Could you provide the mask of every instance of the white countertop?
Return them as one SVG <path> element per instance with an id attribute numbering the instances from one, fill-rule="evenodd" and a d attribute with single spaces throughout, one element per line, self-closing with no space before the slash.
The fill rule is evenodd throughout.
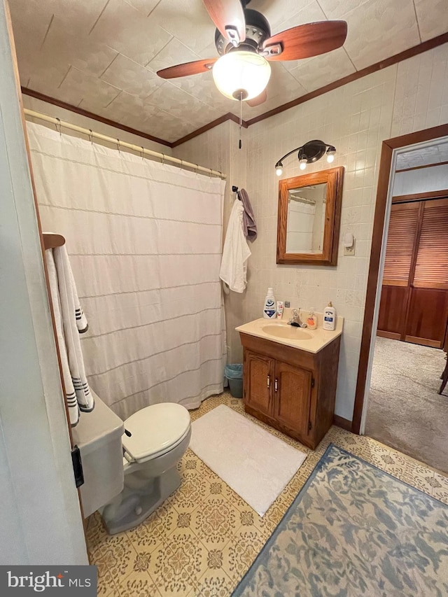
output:
<path id="1" fill-rule="evenodd" d="M 335 330 L 332 332 L 324 330 L 322 328 L 321 314 L 316 314 L 316 315 L 318 316 L 316 330 L 290 325 L 288 323 L 288 318 L 265 319 L 264 317 L 249 321 L 248 323 L 244 323 L 243 325 L 239 325 L 235 328 L 235 330 L 244 334 L 248 334 L 250 336 L 256 336 L 265 340 L 270 340 L 272 342 L 278 342 L 279 344 L 316 353 L 329 344 L 335 338 L 340 336 L 344 327 L 344 318 L 337 316 Z M 319 315 L 321 317 L 318 316 Z M 303 318 L 302 318 L 302 321 Z M 284 333 L 290 337 L 284 338 L 274 335 Z"/>

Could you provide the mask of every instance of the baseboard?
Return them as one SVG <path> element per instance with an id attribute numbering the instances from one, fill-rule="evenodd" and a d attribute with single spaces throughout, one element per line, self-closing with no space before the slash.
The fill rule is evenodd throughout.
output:
<path id="1" fill-rule="evenodd" d="M 344 419 L 338 414 L 333 414 L 333 425 L 337 425 L 338 427 L 342 427 L 346 431 L 351 431 L 351 421 L 348 419 Z"/>

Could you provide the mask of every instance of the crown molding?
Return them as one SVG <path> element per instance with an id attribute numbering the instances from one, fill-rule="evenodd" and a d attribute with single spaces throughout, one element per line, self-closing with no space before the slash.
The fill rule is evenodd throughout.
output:
<path id="1" fill-rule="evenodd" d="M 50 95 L 46 95 L 43 93 L 41 93 L 39 91 L 34 91 L 34 90 L 29 89 L 26 87 L 22 87 L 21 89 L 22 93 L 24 95 L 29 95 L 30 97 L 35 97 L 36 99 L 41 99 L 43 101 L 46 101 L 48 104 L 52 104 L 53 106 L 64 108 L 64 110 L 69 110 L 71 112 L 75 112 L 76 114 L 80 114 L 81 116 L 86 116 L 88 118 L 98 120 L 99 122 L 103 122 L 104 125 L 108 125 L 110 127 L 115 127 L 116 129 L 120 129 L 122 131 L 126 131 L 128 133 L 132 133 L 132 134 L 138 135 L 139 136 L 144 137 L 149 141 L 160 143 L 162 145 L 167 146 L 167 147 L 173 147 L 173 143 L 170 143 L 169 141 L 165 141 L 163 139 L 159 139 L 158 137 L 150 135 L 148 133 L 144 133 L 143 131 L 139 131 L 136 129 L 132 129 L 130 127 L 127 127 L 125 125 L 122 125 L 115 120 L 110 120 L 108 118 L 104 118 L 103 116 L 99 116 L 98 114 L 94 114 L 93 112 L 83 110 L 82 108 L 78 108 L 77 106 L 72 106 L 71 104 L 67 104 L 66 101 L 62 101 L 60 99 L 56 99 L 55 97 L 51 97 Z"/>

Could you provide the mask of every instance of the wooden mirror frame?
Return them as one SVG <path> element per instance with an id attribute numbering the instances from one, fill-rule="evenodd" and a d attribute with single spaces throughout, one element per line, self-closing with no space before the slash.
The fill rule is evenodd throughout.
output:
<path id="1" fill-rule="evenodd" d="M 330 168 L 279 181 L 277 218 L 277 263 L 309 263 L 314 265 L 336 265 L 342 204 L 344 167 Z M 291 189 L 327 183 L 327 204 L 322 253 L 286 253 L 288 193 Z"/>

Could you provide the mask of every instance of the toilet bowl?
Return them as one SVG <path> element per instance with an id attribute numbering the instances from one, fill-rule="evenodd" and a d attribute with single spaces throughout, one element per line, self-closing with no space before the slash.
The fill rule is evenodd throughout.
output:
<path id="1" fill-rule="evenodd" d="M 176 465 L 191 436 L 190 414 L 164 402 L 125 421 L 122 436 L 124 487 L 99 512 L 110 535 L 143 522 L 181 484 Z"/>

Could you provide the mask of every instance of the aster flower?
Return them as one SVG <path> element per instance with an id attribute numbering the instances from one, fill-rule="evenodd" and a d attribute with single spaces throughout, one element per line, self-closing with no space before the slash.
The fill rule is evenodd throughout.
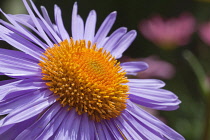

• [Directive]
Find every line in the rows above that contains the string "Could" and copy each of those lines out in full, matching case exactly.

• [Written solution]
Could you provide the mask of every instance of the white countertop?
Could you provide the mask of every instance of the baseboard?
Could you provide the mask of every instance of the crown molding?
Could you provide the mask of every instance of the wooden mirror frame?
Could you provide the mask of every instance of the toilet bowl?
Could you provide the mask of every instance of the aster flower?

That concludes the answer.